[Opening Text for analysis section]

Ooops I ment bigger sorry


----------



## Silver

Nice to see you Vape Tonians organising your next meet.
I am sure its going to be a blast.

You guys need to try break 100 - anything less and that will not be cool.

All the best

Reactions: Funny 1 | Optimistic 1


----------



## HPBotha

OK!!! Cape Vape Meet feedback as to regards to possible vape meet venue:

September 20 or September 27 is open for us at the Rugby Club in Milnerton. - who will be deciding on the venue? and who will organise the vendors like last time - is it @Andre ? getting photos of the venue and amenities for you guys. As soon as i can get the pics in I will post here for you to review.

Regarding pool table @RevnLucky7 i am sure we can get a mini one... or a clone...

As stated before there is a kitchen and a braai area. and a rugby field.... the clubhouse itself is not ma-moerse groot, so i think if we can get some vendor stands and some gazebos there can be enough space for build stations, competition space, juice tastings and gesêls space. jumping castles and kiddies playground will have to be at your discretion, 

in regards to event organisers - please pm me for the main oak at the club who can organise an event inspection and fine tune the details for the community event.

[Closing Text for analysis section]

__Work item__:
Which dates does the vape meet thread give as open at the Rugby Club in Milnerton?

[Opening Listed entries section]

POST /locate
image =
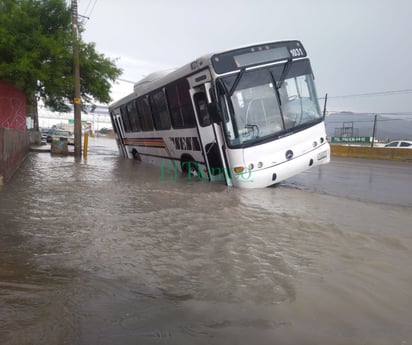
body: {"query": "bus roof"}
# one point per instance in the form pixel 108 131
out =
pixel 223 62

[Closing Listed entries section]

__Your solution__:
September 20 or September 27.